▸ EXERCICE ÉCRIT A: D'après le texte sur Adorno, en quoi la formulation « Dialectique négative » pèche-t-elle contre la tradition ? Répondez en une à trois phrases.

▸ TEXTE SOURCE:
T. W. Adorno n’a de cesse de rappeler que le concept d’art authentique est maladroit dans sa formulation et qu’il recouvre d’abord une valence négative, un poids critique sur les industries culturelles. Je pense lever cette objection en montrant qu’elle repose d’abord sur un malentendu épistémologique. Un mot n’est un concept que rapporté à la problématique qui le sous-tend, ici celle de la dialectique négative. Par ailleurs, chez Adorno comme chez tout penseur cohérent, un concept n’est pas un simple outil de pensée, il s’insère dans une écriture qui, à son tour, remet inlassablement en cause la définition en devenir.
Sur cette notion qui constituerait le maillon faible du dispositif théorique de T. W. Adorno au regard de l’évolution des industries de la culture, de l’information et de la communication et sur quelques autres notions, je reviens de façon récurrente dans tous mes articles publiés dans la Web-revue.
La formulation de Dialectique négative pèche contre la tradition. La pensée dialectique veut dès Platon, que par le moyen de la négation se produise un positif ; plus tard la figure d’une négation de la négation désigna cela de façon frappante. Ce livre voudrait délivrer la dialectique d’une telle essence affirmative, sans rien perdre en déterminité. Le déploiement de son titre paradoxal est l’une de ses intentions.
T. W. ADORNO, Dialectique négative, Paris, Payot (traduction française par le groupe de traduction du Collège de philosophie : Gérard Coffin, Joëlle Masson, Olivier Masson, Alain Renaut et Dagmar Trousson), 2001, p. 9.
Une contribution philosophique aussi énigmatique et pointue peut-elle aider les recherches actuelles sur les industries culturelles ? Le détour par l’abstraction, fût-elle « dialectique », éclairera-t-il ce « terrain » où les sciences humaines ont déjà pris leurs quartiers de recherche ?
Il n’est pas facile de se libérer des modèles heuristiques dominants, de tenter à l’instar de la Dialectique négative, de penser non pas autrement, mais négativement. Des concepts négatifs pour une problématique négative, qui revendiquent pourtant leur pertinence scientifique, cela ne va pas de soi.
L’écriture scientifique qui tente, dans un champ largement balisé par les sciences sociales, de proposer sinon une alternative, du moins une approche complémentaire ayant sa propre sphère de rationalité, redevient garante d’une bonne part de la scientificité du texte qu’elle génère. Elle choisit ses mots et les ajuste sur le fil d’une recherche dont la cohérence certaine ne prétend pas à l’exhaustivité, où l’administration de la preuve, ne s’exonérant pas d’une rencontre avec le terrain, prend en compte l’altérité essentielle qui tient lieu de réalité.

[Entrées stockées du jeu de données]

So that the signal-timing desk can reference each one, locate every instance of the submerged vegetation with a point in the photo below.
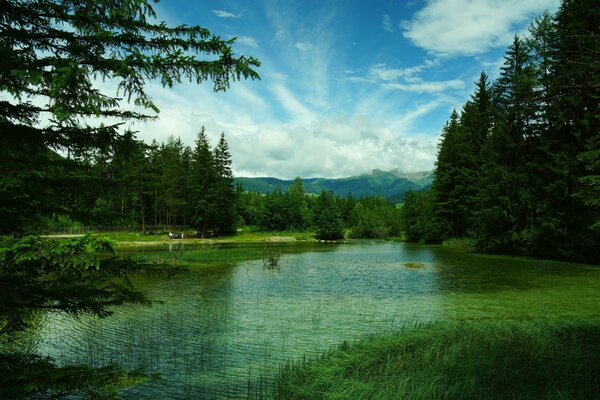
(466, 360)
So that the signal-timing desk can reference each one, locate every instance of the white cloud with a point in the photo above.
(226, 14)
(293, 106)
(467, 27)
(303, 47)
(247, 41)
(426, 87)
(387, 23)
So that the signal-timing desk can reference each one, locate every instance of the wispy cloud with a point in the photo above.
(387, 23)
(426, 87)
(248, 41)
(466, 27)
(226, 14)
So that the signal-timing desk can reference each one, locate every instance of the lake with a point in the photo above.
(221, 331)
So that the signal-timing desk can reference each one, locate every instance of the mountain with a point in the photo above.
(391, 184)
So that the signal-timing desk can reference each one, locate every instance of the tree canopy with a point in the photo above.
(58, 59)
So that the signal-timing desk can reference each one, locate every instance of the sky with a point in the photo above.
(346, 86)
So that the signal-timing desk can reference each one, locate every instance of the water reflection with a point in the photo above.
(213, 333)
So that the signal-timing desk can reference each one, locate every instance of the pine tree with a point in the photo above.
(225, 196)
(327, 217)
(202, 185)
(52, 53)
(575, 127)
(296, 198)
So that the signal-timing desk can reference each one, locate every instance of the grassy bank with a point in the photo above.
(456, 361)
(243, 236)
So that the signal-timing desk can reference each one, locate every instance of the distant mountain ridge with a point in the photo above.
(393, 184)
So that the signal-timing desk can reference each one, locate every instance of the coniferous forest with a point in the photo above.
(517, 172)
(518, 167)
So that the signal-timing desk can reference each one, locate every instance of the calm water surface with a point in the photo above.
(221, 332)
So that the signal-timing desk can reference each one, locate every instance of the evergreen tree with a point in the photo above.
(299, 217)
(202, 185)
(327, 217)
(52, 51)
(225, 196)
(575, 94)
(449, 206)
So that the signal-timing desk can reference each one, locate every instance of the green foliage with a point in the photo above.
(79, 276)
(327, 217)
(465, 360)
(375, 218)
(517, 170)
(422, 225)
(52, 52)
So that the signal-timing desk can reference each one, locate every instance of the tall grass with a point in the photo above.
(456, 361)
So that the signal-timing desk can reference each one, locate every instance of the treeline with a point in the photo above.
(518, 169)
(134, 184)
(155, 186)
(329, 215)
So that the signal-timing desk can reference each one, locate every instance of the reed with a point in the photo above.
(466, 360)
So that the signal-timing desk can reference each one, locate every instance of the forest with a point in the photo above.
(517, 172)
(156, 187)
(518, 167)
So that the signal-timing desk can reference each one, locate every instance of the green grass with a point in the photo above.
(463, 244)
(466, 360)
(244, 235)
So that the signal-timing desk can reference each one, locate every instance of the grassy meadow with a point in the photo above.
(466, 360)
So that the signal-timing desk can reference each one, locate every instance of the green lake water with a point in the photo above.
(222, 331)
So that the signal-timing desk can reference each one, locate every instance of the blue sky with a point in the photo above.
(347, 86)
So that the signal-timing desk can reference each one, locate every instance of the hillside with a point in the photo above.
(391, 184)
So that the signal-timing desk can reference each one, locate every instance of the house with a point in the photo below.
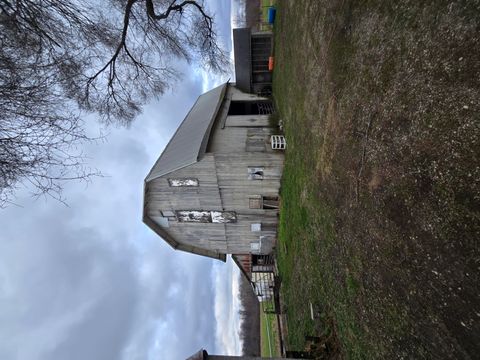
(214, 189)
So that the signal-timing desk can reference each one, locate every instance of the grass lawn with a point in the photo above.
(269, 337)
(380, 224)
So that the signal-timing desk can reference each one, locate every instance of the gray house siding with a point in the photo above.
(209, 206)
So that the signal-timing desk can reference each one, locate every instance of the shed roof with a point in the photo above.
(191, 137)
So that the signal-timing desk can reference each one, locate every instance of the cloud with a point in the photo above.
(227, 308)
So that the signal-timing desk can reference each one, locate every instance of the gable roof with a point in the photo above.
(190, 139)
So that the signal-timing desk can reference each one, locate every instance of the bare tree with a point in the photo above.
(60, 57)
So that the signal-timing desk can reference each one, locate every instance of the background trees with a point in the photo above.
(58, 57)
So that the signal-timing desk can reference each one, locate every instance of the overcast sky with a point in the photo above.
(91, 281)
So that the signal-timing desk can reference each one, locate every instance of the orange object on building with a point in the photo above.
(270, 63)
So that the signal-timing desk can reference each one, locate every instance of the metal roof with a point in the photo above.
(189, 141)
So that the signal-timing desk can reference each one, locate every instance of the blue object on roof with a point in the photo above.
(271, 14)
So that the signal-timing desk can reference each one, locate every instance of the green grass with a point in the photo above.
(269, 336)
(381, 121)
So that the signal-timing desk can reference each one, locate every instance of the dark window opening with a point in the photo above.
(270, 202)
(255, 173)
(250, 108)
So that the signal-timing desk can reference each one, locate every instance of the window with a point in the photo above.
(178, 182)
(255, 202)
(255, 246)
(256, 227)
(256, 140)
(270, 202)
(201, 216)
(251, 107)
(255, 173)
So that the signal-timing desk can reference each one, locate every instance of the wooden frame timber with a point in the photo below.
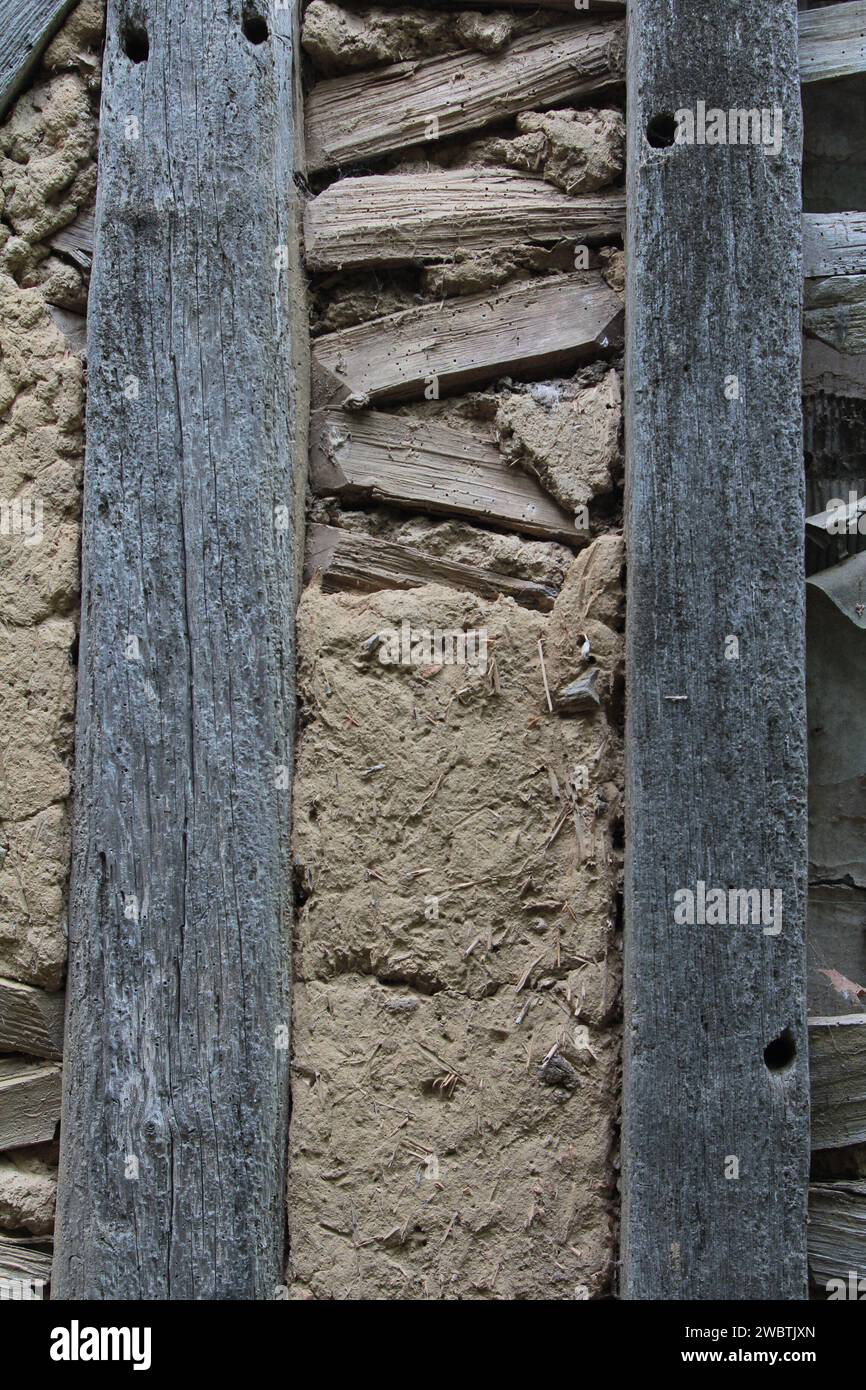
(175, 1068)
(716, 1140)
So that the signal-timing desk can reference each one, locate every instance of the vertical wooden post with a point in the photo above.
(715, 1130)
(174, 1125)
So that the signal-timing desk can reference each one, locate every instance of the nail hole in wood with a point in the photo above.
(780, 1052)
(662, 129)
(136, 45)
(255, 27)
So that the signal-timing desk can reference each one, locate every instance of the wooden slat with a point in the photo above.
(837, 1059)
(716, 767)
(25, 1257)
(25, 31)
(31, 1020)
(350, 560)
(834, 243)
(396, 218)
(833, 41)
(181, 883)
(526, 331)
(837, 1236)
(29, 1101)
(430, 467)
(363, 116)
(77, 239)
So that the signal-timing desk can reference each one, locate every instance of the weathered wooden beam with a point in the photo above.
(524, 331)
(29, 1101)
(833, 42)
(715, 1141)
(398, 218)
(837, 1059)
(366, 455)
(837, 1237)
(352, 560)
(360, 117)
(27, 28)
(175, 1068)
(834, 243)
(31, 1020)
(836, 943)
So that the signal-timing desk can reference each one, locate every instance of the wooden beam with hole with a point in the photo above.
(352, 560)
(526, 330)
(424, 466)
(363, 116)
(837, 1058)
(715, 748)
(834, 243)
(31, 1020)
(27, 28)
(399, 218)
(833, 42)
(837, 1236)
(29, 1101)
(181, 883)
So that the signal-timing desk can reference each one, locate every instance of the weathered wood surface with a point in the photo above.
(360, 117)
(831, 371)
(837, 943)
(25, 29)
(716, 767)
(834, 310)
(350, 560)
(77, 241)
(834, 243)
(175, 1066)
(837, 1235)
(25, 1257)
(366, 455)
(523, 331)
(31, 1020)
(837, 1061)
(398, 218)
(833, 42)
(836, 624)
(29, 1101)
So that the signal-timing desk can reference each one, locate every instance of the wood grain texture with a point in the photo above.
(837, 1058)
(367, 455)
(834, 243)
(398, 218)
(27, 27)
(833, 42)
(716, 779)
(29, 1101)
(352, 560)
(360, 117)
(31, 1020)
(524, 331)
(173, 1158)
(837, 1233)
(25, 1257)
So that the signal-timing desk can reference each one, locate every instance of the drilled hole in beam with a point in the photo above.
(135, 42)
(780, 1052)
(662, 129)
(255, 27)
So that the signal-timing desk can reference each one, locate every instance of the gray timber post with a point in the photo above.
(175, 1066)
(716, 1140)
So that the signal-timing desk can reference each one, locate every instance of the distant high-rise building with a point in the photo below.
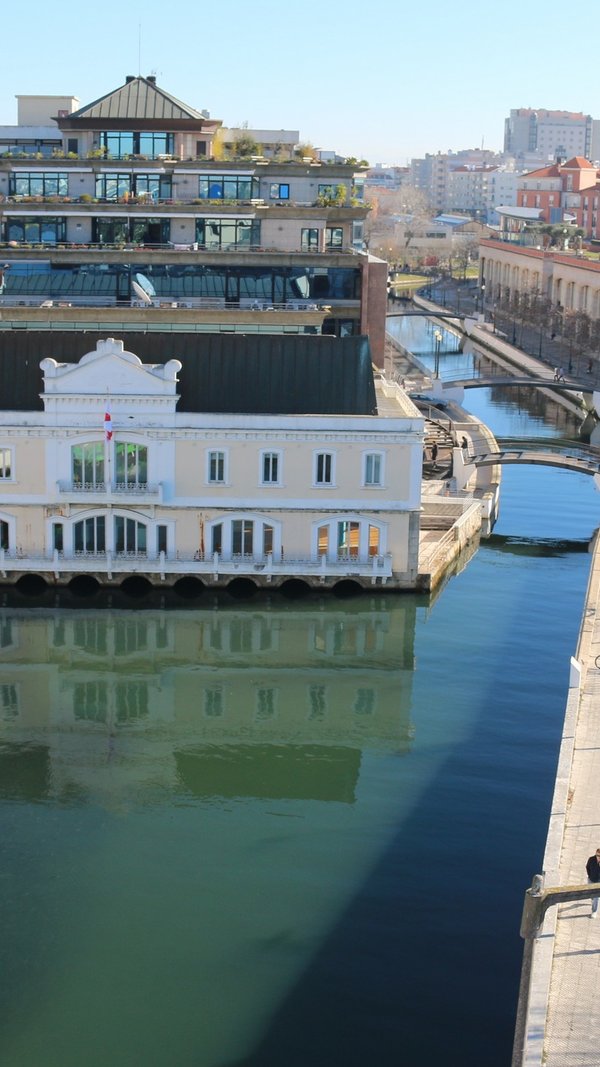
(550, 133)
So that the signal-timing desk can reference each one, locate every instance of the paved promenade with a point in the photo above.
(563, 1024)
(564, 1021)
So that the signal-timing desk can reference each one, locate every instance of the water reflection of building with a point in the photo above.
(205, 702)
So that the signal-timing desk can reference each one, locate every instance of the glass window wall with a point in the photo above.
(121, 186)
(36, 231)
(227, 233)
(227, 187)
(38, 184)
(120, 144)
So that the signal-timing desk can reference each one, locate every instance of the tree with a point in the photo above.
(305, 150)
(245, 146)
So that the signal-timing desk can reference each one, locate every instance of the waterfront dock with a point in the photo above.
(562, 1025)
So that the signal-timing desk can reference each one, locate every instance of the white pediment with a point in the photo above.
(109, 376)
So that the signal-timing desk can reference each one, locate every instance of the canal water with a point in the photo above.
(289, 833)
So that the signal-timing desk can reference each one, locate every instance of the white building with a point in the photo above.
(273, 461)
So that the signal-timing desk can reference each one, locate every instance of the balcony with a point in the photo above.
(209, 568)
(116, 492)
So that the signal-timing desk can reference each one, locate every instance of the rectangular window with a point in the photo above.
(5, 463)
(242, 534)
(214, 702)
(279, 191)
(131, 464)
(227, 187)
(374, 540)
(216, 233)
(324, 471)
(267, 540)
(373, 468)
(334, 237)
(88, 464)
(322, 540)
(265, 704)
(161, 539)
(317, 704)
(270, 468)
(217, 538)
(310, 239)
(9, 701)
(36, 231)
(217, 467)
(348, 535)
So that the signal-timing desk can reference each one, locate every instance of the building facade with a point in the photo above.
(569, 283)
(550, 133)
(121, 473)
(133, 206)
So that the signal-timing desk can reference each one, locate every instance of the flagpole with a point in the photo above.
(108, 440)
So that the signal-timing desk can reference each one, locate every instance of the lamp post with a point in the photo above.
(438, 339)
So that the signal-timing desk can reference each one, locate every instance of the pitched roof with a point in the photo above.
(578, 163)
(139, 98)
(234, 373)
(543, 172)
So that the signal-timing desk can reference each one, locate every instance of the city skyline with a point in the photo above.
(347, 81)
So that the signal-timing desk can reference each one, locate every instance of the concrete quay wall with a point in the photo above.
(565, 981)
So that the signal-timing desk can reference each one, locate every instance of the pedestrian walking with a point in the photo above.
(593, 868)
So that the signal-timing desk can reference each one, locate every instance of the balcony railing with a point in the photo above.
(208, 566)
(112, 491)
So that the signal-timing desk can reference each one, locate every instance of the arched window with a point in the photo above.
(129, 536)
(90, 535)
(130, 463)
(88, 464)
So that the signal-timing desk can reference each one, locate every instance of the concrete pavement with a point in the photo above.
(564, 1018)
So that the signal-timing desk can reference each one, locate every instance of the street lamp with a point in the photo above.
(438, 339)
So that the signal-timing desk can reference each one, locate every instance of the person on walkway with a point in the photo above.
(593, 868)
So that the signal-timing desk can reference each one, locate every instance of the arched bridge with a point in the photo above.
(584, 464)
(551, 383)
(424, 314)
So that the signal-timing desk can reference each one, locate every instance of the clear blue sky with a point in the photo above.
(380, 80)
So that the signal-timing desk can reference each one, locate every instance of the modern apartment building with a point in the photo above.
(550, 133)
(131, 206)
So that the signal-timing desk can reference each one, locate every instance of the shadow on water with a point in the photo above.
(545, 547)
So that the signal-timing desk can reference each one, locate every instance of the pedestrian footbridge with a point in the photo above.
(582, 463)
(552, 383)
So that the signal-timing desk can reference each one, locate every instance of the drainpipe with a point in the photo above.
(536, 904)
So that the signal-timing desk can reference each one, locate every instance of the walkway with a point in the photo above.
(563, 1026)
(567, 955)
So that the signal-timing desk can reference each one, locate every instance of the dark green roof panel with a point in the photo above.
(221, 373)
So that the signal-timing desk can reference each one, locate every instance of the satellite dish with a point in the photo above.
(141, 292)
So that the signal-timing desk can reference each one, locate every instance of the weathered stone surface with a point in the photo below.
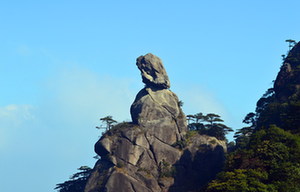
(287, 81)
(159, 113)
(152, 71)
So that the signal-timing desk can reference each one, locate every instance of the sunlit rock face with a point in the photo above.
(152, 71)
(153, 153)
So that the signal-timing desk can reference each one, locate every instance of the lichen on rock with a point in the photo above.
(141, 155)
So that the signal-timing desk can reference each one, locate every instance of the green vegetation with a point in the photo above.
(77, 181)
(266, 156)
(108, 122)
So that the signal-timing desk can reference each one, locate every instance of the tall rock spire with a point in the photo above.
(152, 153)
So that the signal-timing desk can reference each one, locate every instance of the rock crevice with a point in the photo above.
(142, 155)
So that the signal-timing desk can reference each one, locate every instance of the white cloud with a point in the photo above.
(76, 95)
(12, 118)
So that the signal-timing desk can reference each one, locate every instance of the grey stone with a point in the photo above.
(142, 156)
(152, 71)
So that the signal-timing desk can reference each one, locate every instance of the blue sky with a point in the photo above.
(65, 64)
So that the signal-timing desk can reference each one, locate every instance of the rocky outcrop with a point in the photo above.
(287, 82)
(152, 71)
(154, 153)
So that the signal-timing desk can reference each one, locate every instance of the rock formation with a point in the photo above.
(154, 153)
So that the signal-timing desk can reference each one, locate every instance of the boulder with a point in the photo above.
(152, 71)
(153, 153)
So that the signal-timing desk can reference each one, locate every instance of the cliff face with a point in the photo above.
(282, 107)
(287, 83)
(153, 153)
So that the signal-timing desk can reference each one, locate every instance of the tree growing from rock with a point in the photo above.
(209, 124)
(108, 122)
(77, 181)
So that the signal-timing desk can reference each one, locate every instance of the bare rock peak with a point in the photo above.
(153, 71)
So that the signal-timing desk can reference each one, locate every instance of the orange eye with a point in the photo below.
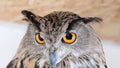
(39, 39)
(69, 38)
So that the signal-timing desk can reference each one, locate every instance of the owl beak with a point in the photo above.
(52, 56)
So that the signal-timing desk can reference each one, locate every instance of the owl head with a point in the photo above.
(61, 40)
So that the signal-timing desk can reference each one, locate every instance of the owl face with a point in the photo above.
(61, 40)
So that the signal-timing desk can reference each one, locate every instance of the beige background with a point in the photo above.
(108, 10)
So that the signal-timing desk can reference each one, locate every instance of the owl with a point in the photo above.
(61, 39)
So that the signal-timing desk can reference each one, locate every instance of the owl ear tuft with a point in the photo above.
(34, 19)
(91, 19)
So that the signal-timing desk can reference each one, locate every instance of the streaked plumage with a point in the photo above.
(85, 52)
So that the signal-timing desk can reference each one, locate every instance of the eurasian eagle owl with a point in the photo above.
(59, 40)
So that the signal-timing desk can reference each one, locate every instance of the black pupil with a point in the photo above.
(40, 38)
(69, 36)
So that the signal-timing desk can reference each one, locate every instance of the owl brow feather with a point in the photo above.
(31, 17)
(91, 19)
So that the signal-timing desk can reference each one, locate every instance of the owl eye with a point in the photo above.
(39, 39)
(69, 38)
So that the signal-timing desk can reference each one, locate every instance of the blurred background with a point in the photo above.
(12, 28)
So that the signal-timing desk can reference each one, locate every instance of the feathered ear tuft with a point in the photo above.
(91, 19)
(31, 17)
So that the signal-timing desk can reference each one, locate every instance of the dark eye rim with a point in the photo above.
(70, 41)
(39, 39)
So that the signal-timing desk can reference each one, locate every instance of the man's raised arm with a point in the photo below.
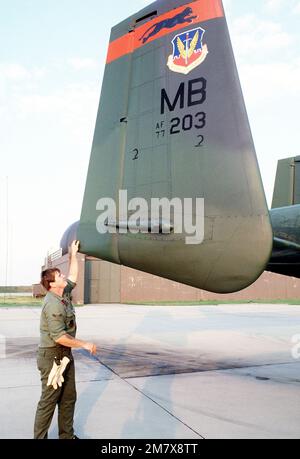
(73, 270)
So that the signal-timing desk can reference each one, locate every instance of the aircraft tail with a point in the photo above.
(172, 124)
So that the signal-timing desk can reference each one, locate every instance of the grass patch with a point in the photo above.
(20, 301)
(212, 302)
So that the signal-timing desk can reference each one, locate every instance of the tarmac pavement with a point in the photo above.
(164, 372)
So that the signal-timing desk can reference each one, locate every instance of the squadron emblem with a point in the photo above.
(188, 51)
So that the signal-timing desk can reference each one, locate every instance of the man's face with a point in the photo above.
(60, 281)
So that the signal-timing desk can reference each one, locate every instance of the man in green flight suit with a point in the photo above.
(58, 331)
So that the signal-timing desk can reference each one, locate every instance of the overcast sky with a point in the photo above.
(52, 57)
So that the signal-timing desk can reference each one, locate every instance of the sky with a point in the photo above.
(52, 57)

▸ EXERCICE ÉCRIT B: Mettez sous forme de tableau Markdown les enregistrements, depuis la ligne qui contient « feather with a point in the photo above. » jusqu'à la fin des enregistrements, ces deux bornes comprises. Prévoyez une colonne « Rang » pour le numéro de ligne et une colonne « Ligne » pour son texte, en omettant les images et les lignes vides.

▸ BONNE RÉPONSE A: Depuis Platon, la pensée dialectique veut que la négation produise un positif, ce que la figure de la négation de la négation a exprimé de façon frappante. Le livre entend au contraire délivrer la dialectique de cette essence affirmative, sans rien perdre en déterminité.

▸ BONNE RÉPONSE B:
| Rang | Ligne |
|---|---|
| 1 | So that the signal-timing desk can reference each one, locate every instance of the owl brow feather with a point in the photo above. |
| 2 | (31, 17) |
| 3 | (91, 19) |
| 4 | So that the signal-timing desk can reference each one, locate every instance of the owl eye with a point in the photo above. |
| 5 | (39, 39) |
| 6 | (69, 38) |
| 7 | So that the signal-timing desk can reference each one, locate every instance of the blurred background with a point in the photo above. |
| 8 | (12, 28) |
| 9 | So that the signal-timing desk can reference each one, locate every instance of the feathered ear tuft with a point in the photo above. |
| 10 | (91, 19) |
| 11 | (31, 17) |
| 12 | So that the signal-timing desk can reference each one, locate every instance of the dark eye rim with a point in the photo above. |
| 13 | (70, 41) |
| 14 | (39, 39) |
| 15 | So that the signal-timing desk can reference each one, locate every instance of the man's raised arm with a point in the photo below. |
| 16 | (73, 270) |
| 17 | So that the signal-timing desk can reference each one, locate every instance of the aircraft tail with a point in the photo above. |
| 18 | (172, 124) |
| 19 | So that the signal-timing desk can reference each one, locate every instance of the grass patch with a point in the photo above. |
| 20 | (20, 301) |
| 21 | (212, 302) |
| 22 | So that the signal-timing desk can reference each one, locate every instance of the tarmac pavement with a point in the photo above. |
| 23 | (164, 372) |
| 24 | So that the signal-timing desk can reference each one, locate every instance of the squadron emblem with a point in the photo above. |
| 25 | (188, 51) |
| 26 | So that the signal-timing desk can reference each one, locate every instance of the man's face with a point in the photo above. |
| 27 | (60, 281) |
| 28 | So that the signal-timing desk can reference each one, locate every instance of the man in green flight suit with a point in the photo above. |
| 29 | (58, 331) |
| 30 | So that the signal-timing desk can reference each one, locate every instance of the overcast sky with a point in the photo above. |
| 31 | (52, 57) |
| 32 | So that the signal-timing desk can reference each one, locate every instance of the sky with a point in the photo above. |
| 33 | (52, 57) |